### TASK
The job is to output each record exactly as it stands, pictures excluded.

### DATASET
┏━━

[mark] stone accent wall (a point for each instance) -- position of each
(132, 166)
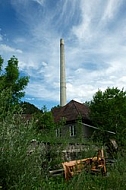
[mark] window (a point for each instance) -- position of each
(72, 131)
(58, 132)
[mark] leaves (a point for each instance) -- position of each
(108, 109)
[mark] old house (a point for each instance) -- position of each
(73, 120)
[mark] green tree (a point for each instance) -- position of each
(44, 120)
(11, 80)
(108, 110)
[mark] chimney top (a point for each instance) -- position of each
(61, 41)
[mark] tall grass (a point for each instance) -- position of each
(23, 169)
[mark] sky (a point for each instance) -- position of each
(94, 33)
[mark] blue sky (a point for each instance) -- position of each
(95, 45)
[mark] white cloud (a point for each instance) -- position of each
(95, 46)
(6, 48)
(41, 2)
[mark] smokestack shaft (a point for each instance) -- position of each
(62, 74)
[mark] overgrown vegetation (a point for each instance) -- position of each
(25, 162)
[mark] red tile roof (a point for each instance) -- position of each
(71, 111)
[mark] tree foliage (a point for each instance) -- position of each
(10, 79)
(44, 120)
(29, 108)
(108, 110)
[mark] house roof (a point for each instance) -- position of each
(71, 111)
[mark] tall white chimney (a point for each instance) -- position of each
(62, 75)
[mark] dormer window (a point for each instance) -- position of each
(72, 130)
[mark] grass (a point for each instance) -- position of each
(20, 170)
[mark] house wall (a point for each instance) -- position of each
(75, 131)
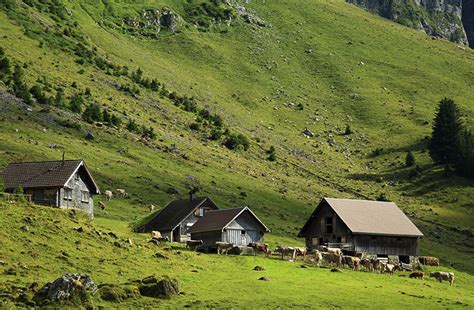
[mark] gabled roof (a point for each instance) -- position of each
(44, 174)
(219, 219)
(370, 217)
(174, 213)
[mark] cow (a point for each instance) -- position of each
(389, 268)
(151, 207)
(330, 250)
(286, 251)
(332, 258)
(260, 247)
(193, 244)
(442, 275)
(301, 252)
(417, 275)
(101, 205)
(429, 260)
(351, 261)
(121, 192)
(224, 247)
(367, 263)
(108, 195)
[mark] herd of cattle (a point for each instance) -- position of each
(335, 257)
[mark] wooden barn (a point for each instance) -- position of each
(372, 227)
(177, 217)
(239, 226)
(64, 183)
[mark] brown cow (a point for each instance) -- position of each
(417, 275)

┗━━

### REPLY TO THE EXERCISE
[mark] stone accent wall (a point for each instance) -- position of each
(132, 166)
[mark] window (a point for each instance) -- position of each
(72, 131)
(58, 132)
[mark] leaves (a point for each instance) -- position of each
(108, 109)
[mark] old house (a point for each instance) -- position of each
(73, 120)
[mark] green tree (a point for each instance) -- position of each
(44, 120)
(11, 80)
(108, 110)
[mark] chimney top (a point for each instance) -- position of each
(61, 41)
[mark] tall grass (a point for each instance) -- position of each
(23, 169)
[mark] sky (a point for each instance) -- position of each
(94, 33)
[mark] blue sky (a point for each instance) -- position of each
(95, 45)
[mark] white cloud (a point for each instance) -- position of each
(95, 46)
(6, 48)
(41, 2)
[mark] smokestack shaft (a point for each instance) -- position of each
(62, 74)
[mark] overgrown vegetation (a point for each instance) -- position of each
(25, 162)
[mark] red tile roof (a point for each instance) -- position of each
(71, 111)
[mark] tree foliage (a point for each instance) -- position of each
(10, 79)
(44, 120)
(29, 108)
(108, 110)
[mark] house roof (a point for each instance) -- position of each
(71, 111)
[mark] tall white chimney (a point for each instance) -- position of each
(62, 75)
[mark] dormer window (a point for each instance) -- position of each
(72, 130)
[mark] grass (a point for each instance) -- position of each
(20, 170)
[mark] house wall (a point for each instance) -- position of each
(75, 131)
[mark] gabled roof (a point for each instance) -- position of each
(44, 174)
(219, 219)
(370, 217)
(174, 213)
[mark] cow (a point for each instance) -- position of each
(389, 268)
(151, 207)
(330, 250)
(286, 251)
(332, 258)
(260, 247)
(193, 244)
(442, 275)
(301, 252)
(417, 275)
(101, 205)
(429, 260)
(351, 261)
(121, 192)
(224, 247)
(367, 263)
(108, 195)
[mark] herd of cattle (a point for each instance) -- position of each
(335, 257)
[mark] wooden barn (a point for each instance) -- position of each
(372, 227)
(177, 217)
(239, 226)
(64, 183)
[mark] brown cow (a point for each instance) -- position of each
(417, 275)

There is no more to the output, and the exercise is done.